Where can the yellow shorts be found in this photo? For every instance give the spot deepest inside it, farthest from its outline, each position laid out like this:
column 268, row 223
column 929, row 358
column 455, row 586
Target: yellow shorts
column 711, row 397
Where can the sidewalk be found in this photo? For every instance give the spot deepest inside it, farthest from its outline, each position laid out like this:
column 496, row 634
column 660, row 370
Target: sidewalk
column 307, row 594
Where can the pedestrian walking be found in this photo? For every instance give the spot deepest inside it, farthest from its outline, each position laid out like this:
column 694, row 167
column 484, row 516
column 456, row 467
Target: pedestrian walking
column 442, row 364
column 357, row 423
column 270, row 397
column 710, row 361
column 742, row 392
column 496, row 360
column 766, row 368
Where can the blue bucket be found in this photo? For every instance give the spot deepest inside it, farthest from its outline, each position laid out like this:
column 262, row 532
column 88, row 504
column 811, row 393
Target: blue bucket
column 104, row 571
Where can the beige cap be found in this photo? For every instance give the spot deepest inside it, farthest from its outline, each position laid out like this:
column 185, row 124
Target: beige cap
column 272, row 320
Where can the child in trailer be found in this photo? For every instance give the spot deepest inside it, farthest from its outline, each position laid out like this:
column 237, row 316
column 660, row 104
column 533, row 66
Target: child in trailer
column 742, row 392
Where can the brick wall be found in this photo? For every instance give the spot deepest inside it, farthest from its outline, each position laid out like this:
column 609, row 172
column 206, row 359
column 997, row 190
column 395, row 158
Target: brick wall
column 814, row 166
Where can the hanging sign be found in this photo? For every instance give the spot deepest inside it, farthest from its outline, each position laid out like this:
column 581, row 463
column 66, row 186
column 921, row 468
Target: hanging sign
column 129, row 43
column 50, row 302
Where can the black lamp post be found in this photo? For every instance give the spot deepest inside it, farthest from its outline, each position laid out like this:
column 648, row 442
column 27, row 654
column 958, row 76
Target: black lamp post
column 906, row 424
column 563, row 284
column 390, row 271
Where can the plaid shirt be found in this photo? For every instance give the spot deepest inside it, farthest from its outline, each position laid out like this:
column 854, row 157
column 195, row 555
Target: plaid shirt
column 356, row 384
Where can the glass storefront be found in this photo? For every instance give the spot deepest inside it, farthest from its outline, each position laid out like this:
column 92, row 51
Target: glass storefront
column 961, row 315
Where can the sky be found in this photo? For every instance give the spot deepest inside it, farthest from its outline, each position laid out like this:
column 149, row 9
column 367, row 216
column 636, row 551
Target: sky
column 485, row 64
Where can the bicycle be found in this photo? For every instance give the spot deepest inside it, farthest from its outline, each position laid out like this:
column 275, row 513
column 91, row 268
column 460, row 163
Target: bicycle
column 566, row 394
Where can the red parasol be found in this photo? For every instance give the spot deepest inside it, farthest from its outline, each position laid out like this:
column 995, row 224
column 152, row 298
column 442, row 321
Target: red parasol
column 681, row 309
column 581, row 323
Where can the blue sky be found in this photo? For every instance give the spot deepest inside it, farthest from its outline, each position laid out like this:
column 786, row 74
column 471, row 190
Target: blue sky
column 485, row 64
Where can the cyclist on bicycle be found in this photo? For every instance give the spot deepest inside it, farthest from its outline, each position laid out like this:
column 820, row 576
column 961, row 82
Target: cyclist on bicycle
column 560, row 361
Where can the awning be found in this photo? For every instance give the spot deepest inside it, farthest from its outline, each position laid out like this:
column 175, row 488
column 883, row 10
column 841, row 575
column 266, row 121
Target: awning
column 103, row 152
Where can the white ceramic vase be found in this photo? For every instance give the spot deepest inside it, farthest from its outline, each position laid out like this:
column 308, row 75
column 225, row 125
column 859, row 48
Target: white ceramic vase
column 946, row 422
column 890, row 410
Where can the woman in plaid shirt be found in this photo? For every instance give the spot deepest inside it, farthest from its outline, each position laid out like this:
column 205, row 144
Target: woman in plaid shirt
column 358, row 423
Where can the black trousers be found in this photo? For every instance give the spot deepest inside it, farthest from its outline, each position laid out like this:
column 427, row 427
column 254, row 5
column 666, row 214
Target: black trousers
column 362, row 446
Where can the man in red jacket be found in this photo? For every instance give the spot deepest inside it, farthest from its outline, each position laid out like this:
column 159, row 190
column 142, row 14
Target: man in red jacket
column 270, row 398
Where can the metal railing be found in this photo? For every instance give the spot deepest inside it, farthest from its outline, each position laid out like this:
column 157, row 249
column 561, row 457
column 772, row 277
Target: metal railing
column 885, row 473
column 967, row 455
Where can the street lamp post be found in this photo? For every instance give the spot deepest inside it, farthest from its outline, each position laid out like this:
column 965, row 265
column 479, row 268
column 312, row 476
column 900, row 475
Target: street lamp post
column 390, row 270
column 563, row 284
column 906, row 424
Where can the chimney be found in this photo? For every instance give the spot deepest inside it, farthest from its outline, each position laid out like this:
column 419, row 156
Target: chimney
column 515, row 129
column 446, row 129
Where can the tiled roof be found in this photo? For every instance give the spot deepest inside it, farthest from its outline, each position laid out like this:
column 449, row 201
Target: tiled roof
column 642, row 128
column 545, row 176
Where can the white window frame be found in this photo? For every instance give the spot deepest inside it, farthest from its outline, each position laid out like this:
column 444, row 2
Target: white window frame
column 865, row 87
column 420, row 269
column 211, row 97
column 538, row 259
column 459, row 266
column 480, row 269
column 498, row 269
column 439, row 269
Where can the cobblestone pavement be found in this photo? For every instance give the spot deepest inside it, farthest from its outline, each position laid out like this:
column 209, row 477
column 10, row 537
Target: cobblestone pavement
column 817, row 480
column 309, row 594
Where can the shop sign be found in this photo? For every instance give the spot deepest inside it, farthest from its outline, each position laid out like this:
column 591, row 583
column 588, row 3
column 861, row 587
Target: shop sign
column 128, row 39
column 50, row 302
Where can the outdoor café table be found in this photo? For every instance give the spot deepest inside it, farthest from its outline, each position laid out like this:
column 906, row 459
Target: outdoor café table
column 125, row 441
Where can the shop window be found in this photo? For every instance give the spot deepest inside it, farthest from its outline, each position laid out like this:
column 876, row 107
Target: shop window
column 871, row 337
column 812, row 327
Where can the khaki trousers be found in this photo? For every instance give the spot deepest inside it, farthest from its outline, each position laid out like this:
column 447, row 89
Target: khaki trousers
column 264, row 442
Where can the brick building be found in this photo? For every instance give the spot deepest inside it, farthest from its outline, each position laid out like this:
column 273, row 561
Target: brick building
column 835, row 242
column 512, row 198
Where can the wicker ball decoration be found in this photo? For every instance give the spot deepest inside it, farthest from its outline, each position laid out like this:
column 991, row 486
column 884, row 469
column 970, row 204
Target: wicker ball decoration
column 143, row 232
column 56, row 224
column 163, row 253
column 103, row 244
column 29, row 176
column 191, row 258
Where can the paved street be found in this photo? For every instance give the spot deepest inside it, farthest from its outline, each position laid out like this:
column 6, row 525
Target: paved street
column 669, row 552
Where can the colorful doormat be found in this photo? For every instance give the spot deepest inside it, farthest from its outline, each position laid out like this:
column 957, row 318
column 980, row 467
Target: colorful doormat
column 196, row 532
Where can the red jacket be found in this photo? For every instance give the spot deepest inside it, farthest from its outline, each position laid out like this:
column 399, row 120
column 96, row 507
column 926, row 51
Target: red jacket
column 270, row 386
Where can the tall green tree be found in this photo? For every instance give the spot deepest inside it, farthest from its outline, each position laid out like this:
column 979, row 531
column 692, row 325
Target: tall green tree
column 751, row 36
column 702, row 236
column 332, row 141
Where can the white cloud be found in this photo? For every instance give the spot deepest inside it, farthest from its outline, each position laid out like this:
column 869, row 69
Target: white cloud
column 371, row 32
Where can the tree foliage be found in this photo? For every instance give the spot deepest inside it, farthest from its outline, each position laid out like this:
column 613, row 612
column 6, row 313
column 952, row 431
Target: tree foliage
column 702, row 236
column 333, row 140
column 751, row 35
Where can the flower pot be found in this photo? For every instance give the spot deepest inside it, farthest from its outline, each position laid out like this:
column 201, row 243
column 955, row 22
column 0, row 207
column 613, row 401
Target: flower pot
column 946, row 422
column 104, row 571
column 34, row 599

□ □ □ □ □

Task requirements.
In the entries above, the lines from the one bearing "column 96, row 507" up to and including the one bearing "column 692, row 325" should be transcribed exactly; no other line is wanted.

Task result.
column 96, row 507
column 926, row 51
Target: red jacket
column 270, row 386
Where can the tall green tree be found in this photo? For every instance give the spot deepest inside it, farthest from its outline, each position laid out like this:
column 979, row 531
column 692, row 325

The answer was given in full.